**PROBLEM REQUIREMENTS**. Each record below should be output verbatim, without pictures.

**Saved entries**.
=-=-=
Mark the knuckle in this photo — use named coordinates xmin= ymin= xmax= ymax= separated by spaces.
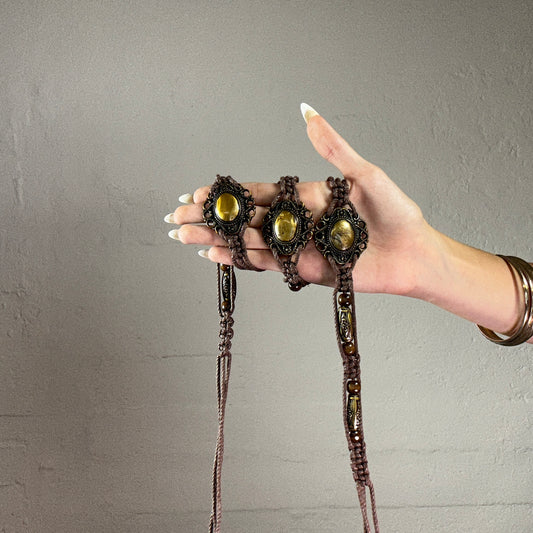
xmin=323 ymin=137 xmax=343 ymax=163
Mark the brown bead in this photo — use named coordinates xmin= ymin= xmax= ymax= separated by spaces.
xmin=349 ymin=430 xmax=360 ymax=442
xmin=343 ymin=342 xmax=356 ymax=355
xmin=221 ymin=300 xmax=230 ymax=312
xmin=338 ymin=293 xmax=350 ymax=306
xmin=347 ymin=380 xmax=361 ymax=393
xmin=220 ymin=264 xmax=228 ymax=271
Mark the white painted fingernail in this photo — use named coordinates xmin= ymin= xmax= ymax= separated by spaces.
xmin=168 ymin=229 xmax=180 ymax=241
xmin=300 ymin=103 xmax=319 ymax=124
xmin=164 ymin=213 xmax=175 ymax=224
xmin=198 ymin=249 xmax=209 ymax=259
xmin=179 ymin=193 xmax=194 ymax=204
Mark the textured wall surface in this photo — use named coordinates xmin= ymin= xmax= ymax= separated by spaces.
xmin=1 ymin=1 xmax=532 ymax=532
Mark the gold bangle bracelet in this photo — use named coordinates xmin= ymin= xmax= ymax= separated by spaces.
xmin=477 ymin=255 xmax=533 ymax=346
=-=-=
**WRITTEN REPLY**.
Mark the knuckle in this photo — use named coordinates xmin= ymin= xmax= ymax= separated by spaces.
xmin=323 ymin=137 xmax=343 ymax=163
Mark the brown bead in this photo — use named coordinates xmin= ymin= xmax= ymax= separated by spaces.
xmin=349 ymin=430 xmax=360 ymax=442
xmin=343 ymin=342 xmax=356 ymax=355
xmin=221 ymin=300 xmax=230 ymax=312
xmin=338 ymin=293 xmax=350 ymax=306
xmin=347 ymin=380 xmax=361 ymax=393
xmin=220 ymin=264 xmax=228 ymax=271
Mark the white painted fingernail in this photo — use named coordinates xmin= ymin= xmax= ymax= separated by spaces.
xmin=168 ymin=229 xmax=180 ymax=241
xmin=300 ymin=103 xmax=319 ymax=124
xmin=164 ymin=213 xmax=175 ymax=224
xmin=198 ymin=249 xmax=209 ymax=259
xmin=179 ymin=193 xmax=194 ymax=204
Mark the textured wall surface in this photo — use named coordinates xmin= ymin= xmax= ymax= separated by spaces.
xmin=1 ymin=1 xmax=532 ymax=532
Mark the gold bangle bracelet in this photo — use named coordinates xmin= ymin= xmax= ymax= separated by spaces.
xmin=477 ymin=255 xmax=533 ymax=346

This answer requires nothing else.